* _Selected extract_
§ §
# Tollerton Weekend.. a thank you



## gdleeds (Mar 15, 2008)

Just a quick line to thank the members who arranged the Tollerton weekend, Fiona & I had a great time and met some very nice members of MHF.
Attached a pic.... I believe we were not the first!!!

regards

Graham & Fiona
gdleeds


----------



## PAT4NEIL (Jul 21, 2007)

Hello all

Just stuck on the A1 near Leeds. I like to thank Mandyand Dave for organising a great weekend. Sorry we didnt get the chance to say goodbye to everyone we got back from visiting York at 4pm and all but Orange (Julia and Neil and left).

We fell in love with yorkshire and will surely come back again. 

It was great to meet lots of new people, and the weather was realy kind to us.

regards Pat & Neil


----------



## Steamdrivenandy (Jun 18, 2007)

Can we add our thanks to Mandy and Dave for a super weekend and wish happy travels to all the lovely MHFers we met and those we missed.

I still can't believe we got onto the site and off again without assistance, the buttock clenching obviously works 8O 

The SDA's


----------



## 114399 (Jul 14, 2008)

hi everyone, 
we were helped on and of the field but it was a lovely weakend the first of many we hope, many thanks to the organizers and the man with the tractor. nice to meet you all. 

happy camping 
Brenda and Stan


----------



## 115854 (Aug 22, 2008)

Thanks to Mandy and Dave for organising a very enjoyable weekend. As first time attendees to a MHF rally and being new "motorhomers" we had a great time and look forward to attending more in the near future and getting to know more MHF members and learn more about our motorhome !!!

Thanks

The peacocks - Helen & Mark and the 2 dogs Poppy & Lily.....


----------



## 94055 (May 1, 2005)

Hi all,

Great weekend was had by all.

See photos here, if you have any please add them

>>Pictures<<

Steve and Jan


----------



## mangothemadmonk (Aug 6, 2006)

Yeh I would like to thank Dave and Mandy for my prize on the football card. Can't wait to sup it :wink: :wink: :wink: :wink: 

Steve, next time you assist in a rally, could you do a map of who is where so people will know who they are please matey 8) 8) 8) 8) 8) 8) 8) Well you started it :lol: :lol: 

Johnny F


----------



## RichardnGill (Aug 31, 2006)
§ §
* _Provided information_

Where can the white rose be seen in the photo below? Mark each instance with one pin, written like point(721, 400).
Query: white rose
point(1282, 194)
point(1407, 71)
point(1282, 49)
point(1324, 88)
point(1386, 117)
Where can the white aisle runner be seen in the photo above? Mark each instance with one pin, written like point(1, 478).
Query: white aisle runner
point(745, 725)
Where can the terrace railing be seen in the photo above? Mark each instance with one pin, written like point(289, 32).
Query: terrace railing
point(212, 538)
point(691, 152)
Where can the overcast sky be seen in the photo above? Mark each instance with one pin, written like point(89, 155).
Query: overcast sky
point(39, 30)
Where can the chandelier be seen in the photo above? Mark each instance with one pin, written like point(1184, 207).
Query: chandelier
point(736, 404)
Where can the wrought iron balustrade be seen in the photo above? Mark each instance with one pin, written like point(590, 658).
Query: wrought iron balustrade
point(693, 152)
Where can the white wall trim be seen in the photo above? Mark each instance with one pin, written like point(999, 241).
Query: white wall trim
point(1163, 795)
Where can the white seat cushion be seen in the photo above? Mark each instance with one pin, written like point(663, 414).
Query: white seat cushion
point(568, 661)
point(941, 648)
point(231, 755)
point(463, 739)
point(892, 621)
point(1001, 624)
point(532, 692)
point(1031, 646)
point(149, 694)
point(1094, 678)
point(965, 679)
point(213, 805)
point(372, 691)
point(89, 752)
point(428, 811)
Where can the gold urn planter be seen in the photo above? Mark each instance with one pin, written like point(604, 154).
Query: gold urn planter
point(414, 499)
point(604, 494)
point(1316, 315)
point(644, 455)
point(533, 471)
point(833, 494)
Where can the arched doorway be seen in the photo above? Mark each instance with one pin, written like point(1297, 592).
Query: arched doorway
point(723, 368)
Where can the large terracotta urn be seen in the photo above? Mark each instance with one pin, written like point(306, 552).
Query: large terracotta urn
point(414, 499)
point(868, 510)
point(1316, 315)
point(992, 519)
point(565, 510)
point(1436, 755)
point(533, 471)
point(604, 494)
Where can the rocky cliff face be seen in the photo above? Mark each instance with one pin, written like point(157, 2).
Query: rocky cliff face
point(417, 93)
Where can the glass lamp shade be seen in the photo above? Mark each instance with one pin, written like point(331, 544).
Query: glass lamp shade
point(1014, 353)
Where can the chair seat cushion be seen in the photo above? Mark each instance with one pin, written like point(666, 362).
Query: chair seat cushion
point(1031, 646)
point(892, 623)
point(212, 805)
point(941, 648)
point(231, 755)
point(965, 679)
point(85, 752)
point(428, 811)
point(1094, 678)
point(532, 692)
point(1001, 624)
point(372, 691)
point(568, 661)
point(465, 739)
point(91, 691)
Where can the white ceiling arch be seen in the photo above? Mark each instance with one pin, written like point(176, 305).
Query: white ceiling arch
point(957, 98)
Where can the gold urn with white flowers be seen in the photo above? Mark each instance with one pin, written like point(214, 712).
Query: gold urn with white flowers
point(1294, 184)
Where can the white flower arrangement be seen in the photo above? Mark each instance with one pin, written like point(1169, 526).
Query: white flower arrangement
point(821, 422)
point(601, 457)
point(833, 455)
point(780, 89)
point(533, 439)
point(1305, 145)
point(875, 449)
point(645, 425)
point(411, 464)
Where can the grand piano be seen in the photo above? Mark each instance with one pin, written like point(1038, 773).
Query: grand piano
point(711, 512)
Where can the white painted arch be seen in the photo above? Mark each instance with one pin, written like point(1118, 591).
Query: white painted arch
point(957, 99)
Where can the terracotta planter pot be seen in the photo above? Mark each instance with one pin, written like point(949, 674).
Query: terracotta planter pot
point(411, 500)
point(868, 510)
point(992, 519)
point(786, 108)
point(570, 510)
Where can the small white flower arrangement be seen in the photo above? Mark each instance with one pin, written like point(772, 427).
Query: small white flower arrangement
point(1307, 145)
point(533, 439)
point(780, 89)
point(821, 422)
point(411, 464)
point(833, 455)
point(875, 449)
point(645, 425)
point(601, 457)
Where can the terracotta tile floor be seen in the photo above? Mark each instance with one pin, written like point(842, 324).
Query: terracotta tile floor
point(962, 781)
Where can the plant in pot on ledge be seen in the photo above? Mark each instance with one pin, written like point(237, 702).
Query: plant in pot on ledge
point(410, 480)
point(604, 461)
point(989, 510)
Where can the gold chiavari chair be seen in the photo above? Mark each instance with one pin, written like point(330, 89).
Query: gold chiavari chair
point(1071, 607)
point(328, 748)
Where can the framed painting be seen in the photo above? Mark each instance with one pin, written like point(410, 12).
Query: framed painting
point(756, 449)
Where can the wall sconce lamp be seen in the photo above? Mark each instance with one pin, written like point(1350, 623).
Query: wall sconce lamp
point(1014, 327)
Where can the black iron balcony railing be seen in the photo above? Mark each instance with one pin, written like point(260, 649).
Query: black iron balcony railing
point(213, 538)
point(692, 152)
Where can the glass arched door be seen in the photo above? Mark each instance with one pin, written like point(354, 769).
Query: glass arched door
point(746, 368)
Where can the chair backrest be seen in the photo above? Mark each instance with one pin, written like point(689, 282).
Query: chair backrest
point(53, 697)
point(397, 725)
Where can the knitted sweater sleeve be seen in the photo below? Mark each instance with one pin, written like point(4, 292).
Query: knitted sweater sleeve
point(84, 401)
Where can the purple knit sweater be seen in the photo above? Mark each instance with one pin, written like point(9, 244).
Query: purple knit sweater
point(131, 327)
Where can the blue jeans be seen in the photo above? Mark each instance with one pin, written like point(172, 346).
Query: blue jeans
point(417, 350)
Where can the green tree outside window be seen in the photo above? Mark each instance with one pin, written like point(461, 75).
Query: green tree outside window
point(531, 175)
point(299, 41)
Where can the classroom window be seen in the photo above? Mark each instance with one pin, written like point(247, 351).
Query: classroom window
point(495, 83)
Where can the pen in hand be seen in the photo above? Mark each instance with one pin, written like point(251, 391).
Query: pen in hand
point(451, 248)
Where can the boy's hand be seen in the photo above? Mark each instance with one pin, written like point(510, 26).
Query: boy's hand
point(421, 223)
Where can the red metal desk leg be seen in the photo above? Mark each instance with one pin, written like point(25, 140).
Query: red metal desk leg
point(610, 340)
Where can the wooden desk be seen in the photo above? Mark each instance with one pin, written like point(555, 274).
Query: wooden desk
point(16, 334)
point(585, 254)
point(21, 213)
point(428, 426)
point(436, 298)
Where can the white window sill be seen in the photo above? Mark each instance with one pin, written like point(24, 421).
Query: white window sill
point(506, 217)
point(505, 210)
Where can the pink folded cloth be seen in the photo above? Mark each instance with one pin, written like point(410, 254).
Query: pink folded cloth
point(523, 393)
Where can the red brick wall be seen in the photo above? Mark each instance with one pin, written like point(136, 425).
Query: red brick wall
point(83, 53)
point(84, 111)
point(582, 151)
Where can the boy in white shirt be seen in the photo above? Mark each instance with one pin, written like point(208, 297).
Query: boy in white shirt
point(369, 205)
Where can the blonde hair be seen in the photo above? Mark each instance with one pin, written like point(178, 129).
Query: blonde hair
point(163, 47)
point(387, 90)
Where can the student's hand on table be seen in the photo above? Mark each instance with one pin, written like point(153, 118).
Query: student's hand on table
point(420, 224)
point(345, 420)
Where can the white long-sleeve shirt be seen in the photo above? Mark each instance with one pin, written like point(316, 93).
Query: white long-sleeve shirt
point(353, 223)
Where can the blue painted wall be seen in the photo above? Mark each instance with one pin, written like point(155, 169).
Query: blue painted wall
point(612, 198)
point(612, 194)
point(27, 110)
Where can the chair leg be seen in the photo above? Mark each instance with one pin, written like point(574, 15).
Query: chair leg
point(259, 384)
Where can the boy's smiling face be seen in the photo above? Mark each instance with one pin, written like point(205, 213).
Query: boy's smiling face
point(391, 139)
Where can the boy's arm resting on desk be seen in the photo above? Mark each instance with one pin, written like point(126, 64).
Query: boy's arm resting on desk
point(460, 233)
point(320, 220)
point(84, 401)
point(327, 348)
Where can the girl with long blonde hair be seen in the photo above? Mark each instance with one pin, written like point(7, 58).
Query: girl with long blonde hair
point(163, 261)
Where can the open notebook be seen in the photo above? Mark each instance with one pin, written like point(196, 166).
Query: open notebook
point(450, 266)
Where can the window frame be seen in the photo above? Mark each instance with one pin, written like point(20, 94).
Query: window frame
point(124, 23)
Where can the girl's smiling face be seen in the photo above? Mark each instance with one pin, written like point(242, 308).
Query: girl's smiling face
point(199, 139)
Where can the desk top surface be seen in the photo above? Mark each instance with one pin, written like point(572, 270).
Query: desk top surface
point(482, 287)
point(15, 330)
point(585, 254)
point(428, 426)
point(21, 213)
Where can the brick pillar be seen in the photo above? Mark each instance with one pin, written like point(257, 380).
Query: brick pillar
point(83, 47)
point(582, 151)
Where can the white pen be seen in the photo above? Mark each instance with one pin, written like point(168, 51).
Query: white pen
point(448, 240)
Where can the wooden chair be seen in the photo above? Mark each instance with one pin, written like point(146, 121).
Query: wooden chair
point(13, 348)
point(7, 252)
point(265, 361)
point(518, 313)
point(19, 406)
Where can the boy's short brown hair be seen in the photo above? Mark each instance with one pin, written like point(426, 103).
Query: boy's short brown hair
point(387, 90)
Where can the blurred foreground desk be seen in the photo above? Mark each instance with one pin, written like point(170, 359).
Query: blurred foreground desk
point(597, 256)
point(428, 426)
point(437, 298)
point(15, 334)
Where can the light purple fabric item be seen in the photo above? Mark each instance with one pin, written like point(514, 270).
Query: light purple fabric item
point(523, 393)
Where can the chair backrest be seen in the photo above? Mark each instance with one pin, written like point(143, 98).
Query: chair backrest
§ §
* _Your instructions_
Pick up the Tollerton weekend thank-you thread where it stops, with the post under the last header. The lines are unrelated to the forum thread about the Tollerton weekend and stand as material of their own.

* _Right answer_
Just a big thanks to Mandy & Dave and helpers from Us (Gill Richard and the girls) for organizing a really good weekend.

Hope to do it again some time soon.

We are currently at Rowentree park CC site tonight and it seem very boring here   compared to the last few days    

SDA, we got on without any assistance and just a gental push to get off, must be them Transits. 

Thanks for the push lads  

Richard....


----------



## Steamdrivenandy (Jun 18, 2007)

RichardnGill said:


> Just a big thanks to Mandy & Dave and helpers from Us (Gill Richard and the girls) for organizing a really good weekend.
> 
> Hope to do it again some time soon.
> 
> ...


Ah but you guys weren't really in the actual field, more like stuck in the gateway.

I was awed and amazed by the stately progress of GDL's enormous gold Burstner. Incidentally that was the second '08 registered Esprit that we'd parked near in a week. The previous weekend we were next to one at Doldowlod CC site in mid Wales.

SDA


----------



## silverlocks (Jun 28, 2007)

Thanks to all for the weekend, especially the people who helped us get on and off the field, good job it wasnt really wet!!!! Thanks to Mandy and Dave for organising it and hope to see you all at Carsington for halloween

Sandy Bob and Meggy


----------



## 108526 (Nov 29, 2007)

Brilliant Rally, and fantastic company. I think a good time was had by all.
Thanks very much again Mandy and Dave for a great weekend at a great site.


----------



## mangothemadmonk (Aug 6, 2006)

Zoe, in picture 3 who's that dodgey looking bloke 8O 8O 8O :lol: :lol: 

Johnny F


----------



## 108526 (Nov 29, 2007)

I wonder what those things are hanging out of his shorts 8O


----------



## Steamdrivenandy (Jun 18, 2007)

If you look very, very carefully you can see the top of a Bacardi bottle poking out of his back pocket :lol: :lol: :lol: 

SDA


----------



## Rolling (May 29, 2005)

*Tollerton Weekend*

Many Thanks to Mandy and Dave for a brill weekend
The quiz prize went down very well thankyou
Sorry can not view pics from Steve & Jan not paid me ten pounds subs
Hope to meet you all again on next meet

Thaks again

Peter & Ali

Keep Rolling


----------



## BEEGEE (Aug 8, 2007)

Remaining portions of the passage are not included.